● Problem details
Write out exactly, with no other output, the lines below from the one that contains "dot sleeve in this photo." through the end.

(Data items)
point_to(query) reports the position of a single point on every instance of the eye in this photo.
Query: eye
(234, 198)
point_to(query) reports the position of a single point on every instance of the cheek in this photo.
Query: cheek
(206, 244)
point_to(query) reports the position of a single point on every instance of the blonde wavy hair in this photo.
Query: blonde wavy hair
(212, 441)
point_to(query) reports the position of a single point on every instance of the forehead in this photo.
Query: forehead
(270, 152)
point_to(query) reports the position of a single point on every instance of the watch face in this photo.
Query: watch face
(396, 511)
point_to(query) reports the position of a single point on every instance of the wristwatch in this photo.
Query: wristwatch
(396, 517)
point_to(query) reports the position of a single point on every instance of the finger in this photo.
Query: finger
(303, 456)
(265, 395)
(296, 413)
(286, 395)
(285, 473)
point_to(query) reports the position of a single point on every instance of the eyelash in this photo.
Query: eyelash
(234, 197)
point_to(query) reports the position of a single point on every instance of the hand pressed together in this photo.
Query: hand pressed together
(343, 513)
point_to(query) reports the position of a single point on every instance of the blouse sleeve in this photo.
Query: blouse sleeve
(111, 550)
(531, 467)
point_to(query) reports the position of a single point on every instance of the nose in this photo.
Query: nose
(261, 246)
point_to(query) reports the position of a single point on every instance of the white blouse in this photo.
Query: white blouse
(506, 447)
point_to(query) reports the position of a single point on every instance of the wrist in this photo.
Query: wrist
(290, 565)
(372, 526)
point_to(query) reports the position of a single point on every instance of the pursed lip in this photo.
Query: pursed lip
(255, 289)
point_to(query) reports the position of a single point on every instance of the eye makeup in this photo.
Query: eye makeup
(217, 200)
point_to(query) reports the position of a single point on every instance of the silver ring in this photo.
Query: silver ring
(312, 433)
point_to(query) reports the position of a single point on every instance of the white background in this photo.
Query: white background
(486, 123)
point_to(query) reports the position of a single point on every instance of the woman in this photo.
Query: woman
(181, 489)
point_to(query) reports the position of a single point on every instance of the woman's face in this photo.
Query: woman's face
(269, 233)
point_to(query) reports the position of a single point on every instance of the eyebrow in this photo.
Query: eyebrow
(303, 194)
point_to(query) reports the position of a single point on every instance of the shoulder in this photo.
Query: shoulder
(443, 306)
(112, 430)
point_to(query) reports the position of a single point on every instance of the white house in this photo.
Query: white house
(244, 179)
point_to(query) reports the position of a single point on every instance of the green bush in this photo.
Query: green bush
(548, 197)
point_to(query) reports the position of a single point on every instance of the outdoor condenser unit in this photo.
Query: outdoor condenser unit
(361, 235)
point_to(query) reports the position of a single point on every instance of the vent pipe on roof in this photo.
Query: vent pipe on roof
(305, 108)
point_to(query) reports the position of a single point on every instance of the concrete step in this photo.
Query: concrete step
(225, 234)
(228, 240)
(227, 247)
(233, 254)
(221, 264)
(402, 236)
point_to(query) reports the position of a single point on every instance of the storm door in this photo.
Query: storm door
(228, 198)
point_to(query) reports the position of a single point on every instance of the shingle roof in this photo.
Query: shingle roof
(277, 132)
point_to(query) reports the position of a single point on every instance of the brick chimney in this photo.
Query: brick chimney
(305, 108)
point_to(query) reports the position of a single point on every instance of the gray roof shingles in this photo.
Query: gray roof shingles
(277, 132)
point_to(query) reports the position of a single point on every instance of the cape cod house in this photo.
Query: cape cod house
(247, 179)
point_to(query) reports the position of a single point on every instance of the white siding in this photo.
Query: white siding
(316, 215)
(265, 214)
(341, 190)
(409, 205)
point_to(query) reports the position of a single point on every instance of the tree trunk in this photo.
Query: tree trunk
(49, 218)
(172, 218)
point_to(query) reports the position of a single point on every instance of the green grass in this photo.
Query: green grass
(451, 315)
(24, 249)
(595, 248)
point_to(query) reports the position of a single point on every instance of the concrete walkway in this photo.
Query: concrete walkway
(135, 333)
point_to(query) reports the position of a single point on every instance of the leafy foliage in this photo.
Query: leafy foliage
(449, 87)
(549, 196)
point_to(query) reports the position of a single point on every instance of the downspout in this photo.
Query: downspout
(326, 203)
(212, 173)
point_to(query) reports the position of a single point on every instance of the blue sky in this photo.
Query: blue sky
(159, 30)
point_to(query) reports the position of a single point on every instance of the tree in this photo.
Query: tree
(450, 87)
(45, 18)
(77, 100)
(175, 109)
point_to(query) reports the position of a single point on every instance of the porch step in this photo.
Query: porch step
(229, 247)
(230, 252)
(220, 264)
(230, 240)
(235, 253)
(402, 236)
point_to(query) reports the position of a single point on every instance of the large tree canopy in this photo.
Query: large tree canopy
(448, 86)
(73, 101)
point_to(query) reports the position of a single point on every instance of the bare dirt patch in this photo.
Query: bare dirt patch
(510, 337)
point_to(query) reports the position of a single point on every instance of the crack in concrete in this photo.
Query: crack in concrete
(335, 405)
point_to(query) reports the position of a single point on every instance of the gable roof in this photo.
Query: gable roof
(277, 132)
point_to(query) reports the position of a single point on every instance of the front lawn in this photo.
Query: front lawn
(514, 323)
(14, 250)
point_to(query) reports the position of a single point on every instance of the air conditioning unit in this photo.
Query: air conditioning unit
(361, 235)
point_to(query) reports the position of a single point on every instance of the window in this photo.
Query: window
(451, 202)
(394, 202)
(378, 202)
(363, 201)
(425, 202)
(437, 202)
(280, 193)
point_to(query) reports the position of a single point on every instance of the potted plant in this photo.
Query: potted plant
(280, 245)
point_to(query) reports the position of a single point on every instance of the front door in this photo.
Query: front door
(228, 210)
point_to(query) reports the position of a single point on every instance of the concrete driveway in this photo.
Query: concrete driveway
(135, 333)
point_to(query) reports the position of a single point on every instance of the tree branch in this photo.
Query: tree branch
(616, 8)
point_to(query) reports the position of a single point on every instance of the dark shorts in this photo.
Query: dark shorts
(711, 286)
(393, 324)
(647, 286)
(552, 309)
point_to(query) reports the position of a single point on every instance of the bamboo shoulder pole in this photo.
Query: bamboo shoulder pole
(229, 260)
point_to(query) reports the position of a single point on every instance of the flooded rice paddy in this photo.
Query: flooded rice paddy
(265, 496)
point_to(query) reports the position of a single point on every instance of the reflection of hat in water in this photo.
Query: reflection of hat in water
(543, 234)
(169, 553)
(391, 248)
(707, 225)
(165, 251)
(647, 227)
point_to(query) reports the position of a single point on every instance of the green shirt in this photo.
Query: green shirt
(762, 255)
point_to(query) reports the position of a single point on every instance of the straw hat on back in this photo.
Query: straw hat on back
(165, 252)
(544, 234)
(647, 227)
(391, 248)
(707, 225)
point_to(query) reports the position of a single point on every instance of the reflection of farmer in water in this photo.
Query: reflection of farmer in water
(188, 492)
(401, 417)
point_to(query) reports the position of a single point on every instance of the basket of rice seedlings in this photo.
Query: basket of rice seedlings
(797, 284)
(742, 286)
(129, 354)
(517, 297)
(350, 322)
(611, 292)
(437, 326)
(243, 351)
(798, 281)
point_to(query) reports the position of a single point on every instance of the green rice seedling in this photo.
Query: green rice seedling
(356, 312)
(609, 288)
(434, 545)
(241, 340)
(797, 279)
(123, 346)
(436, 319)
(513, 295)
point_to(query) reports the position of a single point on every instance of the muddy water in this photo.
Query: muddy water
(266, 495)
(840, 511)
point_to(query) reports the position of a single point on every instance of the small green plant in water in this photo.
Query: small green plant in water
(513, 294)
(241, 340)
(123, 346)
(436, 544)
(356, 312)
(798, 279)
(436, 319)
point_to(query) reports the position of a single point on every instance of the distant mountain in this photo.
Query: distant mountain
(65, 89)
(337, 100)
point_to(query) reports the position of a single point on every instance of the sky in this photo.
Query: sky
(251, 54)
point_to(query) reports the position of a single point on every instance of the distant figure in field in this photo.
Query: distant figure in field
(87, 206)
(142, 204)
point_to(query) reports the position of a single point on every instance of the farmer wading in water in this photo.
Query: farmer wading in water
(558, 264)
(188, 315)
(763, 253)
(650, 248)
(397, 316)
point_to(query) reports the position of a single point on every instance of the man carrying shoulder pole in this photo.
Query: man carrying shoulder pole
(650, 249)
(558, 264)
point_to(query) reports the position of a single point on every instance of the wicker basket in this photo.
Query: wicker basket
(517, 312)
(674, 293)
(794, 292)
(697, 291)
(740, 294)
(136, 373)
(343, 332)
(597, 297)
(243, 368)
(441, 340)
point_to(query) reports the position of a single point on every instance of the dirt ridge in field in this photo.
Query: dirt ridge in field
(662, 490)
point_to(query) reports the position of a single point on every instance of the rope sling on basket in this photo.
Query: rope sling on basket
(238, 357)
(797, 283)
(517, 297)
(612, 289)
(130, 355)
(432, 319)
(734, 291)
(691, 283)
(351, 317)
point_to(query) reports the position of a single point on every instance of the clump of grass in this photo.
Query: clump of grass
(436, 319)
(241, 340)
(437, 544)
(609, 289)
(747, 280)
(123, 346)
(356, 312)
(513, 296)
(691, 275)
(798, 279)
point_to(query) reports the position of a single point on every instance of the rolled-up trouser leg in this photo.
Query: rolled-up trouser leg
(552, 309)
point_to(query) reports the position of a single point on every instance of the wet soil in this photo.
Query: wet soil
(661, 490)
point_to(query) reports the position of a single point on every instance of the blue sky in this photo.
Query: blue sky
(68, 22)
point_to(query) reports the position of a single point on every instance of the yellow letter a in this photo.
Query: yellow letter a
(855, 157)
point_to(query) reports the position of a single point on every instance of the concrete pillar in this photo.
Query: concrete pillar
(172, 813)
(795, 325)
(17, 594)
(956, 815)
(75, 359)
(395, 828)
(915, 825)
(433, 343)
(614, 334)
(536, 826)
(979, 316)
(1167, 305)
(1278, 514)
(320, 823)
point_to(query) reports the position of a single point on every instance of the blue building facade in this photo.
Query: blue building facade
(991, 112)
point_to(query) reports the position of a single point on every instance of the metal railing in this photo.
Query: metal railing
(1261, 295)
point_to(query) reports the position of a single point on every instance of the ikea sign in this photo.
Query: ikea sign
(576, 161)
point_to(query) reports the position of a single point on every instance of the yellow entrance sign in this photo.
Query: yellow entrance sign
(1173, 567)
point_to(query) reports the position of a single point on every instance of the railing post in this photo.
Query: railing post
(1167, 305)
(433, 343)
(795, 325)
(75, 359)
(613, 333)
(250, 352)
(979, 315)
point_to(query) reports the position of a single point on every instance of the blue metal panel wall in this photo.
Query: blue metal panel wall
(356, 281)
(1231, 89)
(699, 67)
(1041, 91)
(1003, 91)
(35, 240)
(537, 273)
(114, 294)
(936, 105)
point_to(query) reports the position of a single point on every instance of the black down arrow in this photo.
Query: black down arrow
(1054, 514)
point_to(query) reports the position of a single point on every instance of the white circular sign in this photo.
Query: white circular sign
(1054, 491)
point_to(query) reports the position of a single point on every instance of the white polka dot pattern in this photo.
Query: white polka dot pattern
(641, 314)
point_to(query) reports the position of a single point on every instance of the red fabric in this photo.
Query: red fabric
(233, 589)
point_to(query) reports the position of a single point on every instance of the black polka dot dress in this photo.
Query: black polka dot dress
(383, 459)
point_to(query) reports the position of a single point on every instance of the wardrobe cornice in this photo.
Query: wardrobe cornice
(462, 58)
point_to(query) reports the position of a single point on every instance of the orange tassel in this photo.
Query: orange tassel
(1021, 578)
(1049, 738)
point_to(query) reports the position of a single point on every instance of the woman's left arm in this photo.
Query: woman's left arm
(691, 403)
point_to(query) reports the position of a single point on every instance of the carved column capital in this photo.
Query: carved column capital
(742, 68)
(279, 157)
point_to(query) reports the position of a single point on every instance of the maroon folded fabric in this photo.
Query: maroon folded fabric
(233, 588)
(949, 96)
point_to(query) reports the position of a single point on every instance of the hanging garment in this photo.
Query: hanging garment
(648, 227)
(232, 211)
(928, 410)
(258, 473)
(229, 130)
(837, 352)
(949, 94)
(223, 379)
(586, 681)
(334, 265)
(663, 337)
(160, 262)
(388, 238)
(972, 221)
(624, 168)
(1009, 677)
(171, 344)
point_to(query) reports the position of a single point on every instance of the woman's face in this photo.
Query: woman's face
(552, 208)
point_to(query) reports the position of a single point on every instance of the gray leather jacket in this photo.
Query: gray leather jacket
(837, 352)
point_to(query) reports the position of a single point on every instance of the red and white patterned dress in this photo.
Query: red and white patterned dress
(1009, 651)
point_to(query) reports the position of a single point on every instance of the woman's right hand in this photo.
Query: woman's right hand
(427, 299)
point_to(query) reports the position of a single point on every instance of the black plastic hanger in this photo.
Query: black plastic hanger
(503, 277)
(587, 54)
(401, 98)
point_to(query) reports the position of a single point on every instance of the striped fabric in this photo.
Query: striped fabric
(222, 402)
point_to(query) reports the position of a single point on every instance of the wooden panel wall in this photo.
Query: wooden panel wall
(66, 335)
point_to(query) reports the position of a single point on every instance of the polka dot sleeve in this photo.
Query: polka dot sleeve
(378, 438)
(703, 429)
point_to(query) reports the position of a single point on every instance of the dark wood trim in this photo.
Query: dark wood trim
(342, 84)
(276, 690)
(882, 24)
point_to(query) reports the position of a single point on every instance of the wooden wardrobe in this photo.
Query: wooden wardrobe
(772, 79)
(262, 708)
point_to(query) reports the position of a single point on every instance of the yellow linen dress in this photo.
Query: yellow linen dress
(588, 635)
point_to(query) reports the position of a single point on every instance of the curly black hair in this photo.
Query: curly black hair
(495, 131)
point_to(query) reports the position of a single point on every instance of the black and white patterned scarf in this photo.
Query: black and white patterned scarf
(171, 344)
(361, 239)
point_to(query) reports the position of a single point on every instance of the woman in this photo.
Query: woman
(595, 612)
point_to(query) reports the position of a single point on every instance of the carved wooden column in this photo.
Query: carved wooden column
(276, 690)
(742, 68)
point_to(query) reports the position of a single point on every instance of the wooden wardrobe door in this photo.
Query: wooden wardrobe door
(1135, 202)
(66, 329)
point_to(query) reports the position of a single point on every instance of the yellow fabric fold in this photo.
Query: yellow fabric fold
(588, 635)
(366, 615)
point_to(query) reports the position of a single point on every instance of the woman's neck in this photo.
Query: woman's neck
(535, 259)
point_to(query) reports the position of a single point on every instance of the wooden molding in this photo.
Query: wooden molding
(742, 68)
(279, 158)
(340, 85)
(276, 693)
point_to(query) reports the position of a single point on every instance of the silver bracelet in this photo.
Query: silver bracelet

● Answer to this task
point_to(query) reports the position of a single point on every instance of the polka dot sleeve in this photo.
Query: polka dot sleeve
(378, 438)
(703, 429)
point_to(query) reports the position of a single point on every instance of the dark wood trim in this photo.
Query: dark wood trim
(342, 84)
(276, 690)
(882, 24)
point_to(query) reports the position of a single point on every instance of the wooden wardrobe in this photo.
Query: wooden wardrobe
(772, 79)
(262, 708)
point_to(query) reports the position of a single point on every instance of the yellow linen dress in this photo.
Query: yellow linen dress
(588, 635)
point_to(query) reports the position of a single point on every instance of the curly black hair in this photo.
Query: curly black hair
(495, 131)
point_to(query) reports the position of a single point on every instance of the black and white patterned scarf in this photo.
Query: black and white patterned scarf
(171, 344)
(361, 239)
point_to(query) reports the position of a single point on every instance of the woman in this photo.
Query: woman
(595, 612)
point_to(query) reports the position of a single point on every instance of the carved wooden column in this photo.
Query: carved wooden column
(276, 690)
(742, 68)
point_to(query) reports the position of a single point on every instance of the wooden wardrobe door in this photo.
Query: wooden wardrobe door
(1135, 202)
(66, 329)
point_to(query) reports the position of a single point on every instance of the yellow fabric fold in this photo.
Query: yellow fabric fold
(588, 635)
(366, 615)
point_to(query) reports the position of a single point on every instance of the woman's neck in this photo.
Query: woman's neck
(535, 259)
point_to(query) reports the position of a single point on every instance of the wooden molding in this photo.
Query: wooden molding
(742, 68)
(279, 158)
(340, 85)
(276, 693)
point_to(query) reports the position of a single point on every instance of the silver bracelet in this photo.
Query: silver bracelet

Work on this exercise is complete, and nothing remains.